Soal singkat 1
Tampilkan tanpa perubahan bagian teks tentang desentralisasi yang dimulai dari "Dari tujuan administratif, menurut" dan berakhir pada "aspek kebijakan publik.".
Soal singkat 2
Dalam satu sampai tiga kalimat, jelaskan untuk apa pemerintah daerah diperlukan menurut Smith (1985) dalam teks tentang desentralisasi. Sebutkan juga penyebab munculnya kecenderungan yang disebutkan.
Soal singkat 3
Tuliskan lanjutan teks tentang desentralisasi, dimulai setelah kalimat terakhirnya.

Teks halaman
Alasan dan Keuntungan Desentralisasi

Alasan dan Keuntungan Desentralisasi
Secara teoritis, pemberian otonomi kepada daerah dilatarbelakangi oleh tujuan politik maupun administratif yang ingin dicapai oleh pemerintah suatu negara. Menurut Maddick (1963), rasional dari tujuan politik dari otonomi daerah adalah untuk menciptakan kesadaran sipil (civil conciousness) dan kedewasaan politik (political maturity) masyarakat melalui pemerintah daerah. Penyebaran kedewasaan politik dapat dilakukan melalui partisipasi masyarakat dan melalui pemerintahan yang responsif yang dapat mengakomodasi kebutuhan masyarakat lokal ke dalam kebijakan yang diambilnya dan bertanggung jawab kepada masyarakat. Senada dengan itu, Lughlin (1981) mengemukakan bahwa sistem pemerintahan daerah diperlukan untuk mengakomodasikan pluralisme dalam suatu negara modern yang demokratis. Smith (1985) juga mengemukakan bahwa keberadaan pemerintah daerah diperlukan untuk mencegah munculnya kecenderungan centrifugal yang terjadi karena adanya perbedaan etnis, agama dan unsur-unsur primordial lainnya di daerah-daerah.

Dari tujuan administratif, menurut Rondinelli (1984), Maddick (1963) dan Smith (1985), rasional keberadaan pemerintah daerah adalah untuk mencapai efisiensi ekonomi dalam aktivitas-aktivitas perencanaan, pengambilan keputusan, pengadaan pelayanan masyarakat dan pelaksanaan pembangunan melalui desentralisasi. Tidak ada pemerintah pusat dari suatu negara yang besar yang dapat secara efektif menentukan apa yang harus dilakukan dalam semua aspek kebijakan publik.

Data yang diberikan
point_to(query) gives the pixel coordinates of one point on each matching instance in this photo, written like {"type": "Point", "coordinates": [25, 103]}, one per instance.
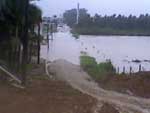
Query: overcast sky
{"type": "Point", "coordinates": [108, 7]}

Jawaban tertulis 1
Dari tujuan administratif, menurut Rondinelli (1984), Maddick (1963) dan Smith (1985), rasional keberadaan pemerintah daerah adalah untuk mencapai efisiensi ekonomi dalam aktivitas-aktivitas perencanaan, pengambilan keputusan, pengadaan pelayanan masyarakat dan pelaksanaan pembangunan melalui desentralisasi. Tidak ada pemerintah pusat dari suatu negara yang besar yang dapat secara efektif menentukan apa yang harus dilakukan dalam semua aspek kebijakan publik.

Jawaban tertulis 2
Menurut Smith (1985), pemerintah daerah diperlukan untuk mencegah munculnya kecenderungan centrifugal. Kecenderungan itu terjadi karena adanya perbedaan etnis, agama, dan unsur-unsur primordial lainnya di daerah-daerah.

Jawaban tertulis 3
Demikian pula tidak ada pemerintah pusat yang dapat secara efektif mengimplementasikan kebijakan dan program-programnya ke seluruh daerah secara efisien (Bowman & Hampton, 1983). Karena itu diperlukan unit-unit pemerintahan di tingkat lokal yang kemudian diberikan kewenangan untuk menyelenggarakan urusan tertentu baik atas dasar prinsip devolusi (di Indonesia dikenal dengan prinsip desentralisasi) maupun atas dasar prinsip dekonsentrasi Kedua jenis pilihan (devolusi dan dekonsentrasi) tersebut akan memiliki implikasi yang sangat berbeda satu sama lain dalam penerapannya. Meskipun ada kecenderungan pemerintah berbagai negara di dunia untuk mengkombinasikan kedua pilihan tersebut secara seimbang, namun tetap saja terdapat kecenderungan bahwa prinsip yang satu selalu lebih besar dari prinsip yang lain. Pendulum devolusi atau dekonsentrasi akan selalu bergerak ke kedua sisi tergantung dari kebijakan politik dari elit pemerintahan suatu negara. Namun demikian, secara empirik terlihat bahwa negara dengan tingkat ekonomi dan politik yang relatif mapan cenderung untuk lebih menerapkan prinsip desentralisasi daripada dekonsentrasi.

Norman D. Palmer mengatakan bahwa desentralisasi tidak melemahkan wewenang pemerintah pusat, sebaliknya dengan adanya desentralisasi dapat digunakan sebagai sarana untuk menguatkan wewenang pemerintah pusat dan memungkinkan pelaksanaan fungsi-fungisnya secara lebih efektif serta untuk mempertahankan pengawasan secara seksama terhadap lembaga perwakilan daerah atau lembaga-lembaga otonom di tingkst daerah.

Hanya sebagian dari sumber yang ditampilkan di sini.